DOCUMENT EXTRACT:
:::::
Meanwhile, featured chefs dishing out tastes will include Jones (of Calabash and Kingston 11), caterer Jusala, Dottie Moore and the team from longtime barbecue staple Everett & Jones. Jones, for his part, will serve what has been his signature dish since his Kingston 11 days: slow-roasted jerk chicken, served with a side of rice and peas and sweet plantains.

All of the food will be free, passed out on a first come, first served basis. (Good reason, perhaps, to show up early.)

Portrait of a chef in a baseball cap posing in his restaurant.
Calabash chef-owner Nigel Jones says he’s optimistic about the future of Oakland. (Courtesy of Nigel Jones)

Jones notes that while it has been a challenging few years for all restaurants in Oakland, Black-owned food businesses have had a particularly difficult time. By and large, they’re scrappy, independent operations, often without any financial cushion. And the COVID shutdowns were brutal for restaurants like Calabash that depend on downtown foot traffic.

Despite the struggles, Jones says he’s hopeful for the future of Oakland.

“Oakland doesn’t have tech. We don’t have oil. We don’t have any anchor stores to drive people downtown. But what we do have is culture,” Jones says, noting how inspired he was by the thousands of people who came out to the Black Joy Parade this past weekend.

“The culture that we have in Oakland — that’s the thing that we need to invest in. That’s what we need to support.”


Oakland’s Black History Month centennial celebration is on Feb. 26, 6–9 p.m., at the Henry J. Kaiser Center for the Arts (10 10th St., Oakland). The event is free and open to the public. Guests are encouraged to attend in “African swag or business attire.”
:::::
Stored dataset items:

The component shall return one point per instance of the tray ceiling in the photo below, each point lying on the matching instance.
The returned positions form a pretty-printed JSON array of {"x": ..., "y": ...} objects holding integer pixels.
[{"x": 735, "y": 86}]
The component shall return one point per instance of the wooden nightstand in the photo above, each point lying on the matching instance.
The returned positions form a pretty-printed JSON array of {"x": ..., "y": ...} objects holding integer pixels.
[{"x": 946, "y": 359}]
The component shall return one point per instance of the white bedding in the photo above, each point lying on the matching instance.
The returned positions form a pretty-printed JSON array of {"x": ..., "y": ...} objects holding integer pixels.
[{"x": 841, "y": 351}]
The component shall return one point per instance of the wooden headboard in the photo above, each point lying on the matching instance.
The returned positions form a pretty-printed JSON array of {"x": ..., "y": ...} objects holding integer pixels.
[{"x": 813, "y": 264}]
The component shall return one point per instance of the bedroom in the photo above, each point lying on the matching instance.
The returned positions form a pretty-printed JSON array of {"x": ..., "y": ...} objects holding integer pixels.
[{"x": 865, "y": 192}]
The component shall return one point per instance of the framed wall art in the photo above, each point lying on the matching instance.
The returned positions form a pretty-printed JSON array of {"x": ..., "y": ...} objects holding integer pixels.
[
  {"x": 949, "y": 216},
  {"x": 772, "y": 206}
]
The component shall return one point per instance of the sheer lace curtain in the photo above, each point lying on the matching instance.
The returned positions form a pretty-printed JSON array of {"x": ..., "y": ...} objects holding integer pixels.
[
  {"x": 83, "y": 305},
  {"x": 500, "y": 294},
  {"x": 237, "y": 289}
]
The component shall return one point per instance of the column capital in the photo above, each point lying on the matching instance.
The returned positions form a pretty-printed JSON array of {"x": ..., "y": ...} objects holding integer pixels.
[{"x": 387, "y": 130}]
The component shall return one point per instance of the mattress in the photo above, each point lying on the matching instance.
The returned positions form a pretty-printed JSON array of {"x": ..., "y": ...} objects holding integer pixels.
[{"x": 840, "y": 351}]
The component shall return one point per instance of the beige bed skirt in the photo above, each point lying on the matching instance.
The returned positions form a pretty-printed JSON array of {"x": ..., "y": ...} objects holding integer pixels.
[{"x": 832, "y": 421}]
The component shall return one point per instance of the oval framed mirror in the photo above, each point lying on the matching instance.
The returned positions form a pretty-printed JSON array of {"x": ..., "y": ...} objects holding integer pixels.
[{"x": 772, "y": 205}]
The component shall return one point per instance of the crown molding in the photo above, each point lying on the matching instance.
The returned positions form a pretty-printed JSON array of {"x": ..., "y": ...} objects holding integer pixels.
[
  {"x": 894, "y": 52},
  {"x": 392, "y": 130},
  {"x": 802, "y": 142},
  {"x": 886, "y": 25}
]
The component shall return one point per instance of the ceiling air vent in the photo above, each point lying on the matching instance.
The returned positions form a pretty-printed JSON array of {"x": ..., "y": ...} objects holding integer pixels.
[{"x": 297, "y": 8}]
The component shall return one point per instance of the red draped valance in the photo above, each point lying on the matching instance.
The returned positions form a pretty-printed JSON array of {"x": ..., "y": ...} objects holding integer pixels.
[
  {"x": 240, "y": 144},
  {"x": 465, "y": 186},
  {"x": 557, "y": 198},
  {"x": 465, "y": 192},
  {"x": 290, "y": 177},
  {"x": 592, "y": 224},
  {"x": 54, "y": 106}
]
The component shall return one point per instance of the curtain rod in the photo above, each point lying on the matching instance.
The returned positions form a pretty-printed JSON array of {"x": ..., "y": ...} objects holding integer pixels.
:::::
THINGS TO DO:
1. Answer these questions using the passage on Oakland's Black History Month celebration:
(a) What signature dish will Jones serve?
(b) At what venue will the celebration take place?
(c) What are guests encouraged to wear?
2. From the passage on Oakland's Black History Month celebration, reproduce the part that opens with the words containing "All of the food" and closes with "in his restaurant.", substituting "ahead of time" for "early".

RESPONSES BY TASK:
1.
(a) Slow-roasted jerk chicken, served with a side of rice and peas and sweet plantains.
(b) The Henry J. Kaiser Center for the Arts (10 10th St., Oakland).
(c) "African swag or business attire."

2.
All of the food will be free, passed out on a first come, first served basis. (Good reason, perhaps, to show up ahead of time.)

Portrait of a chef in a baseball cap posing in his restaurant.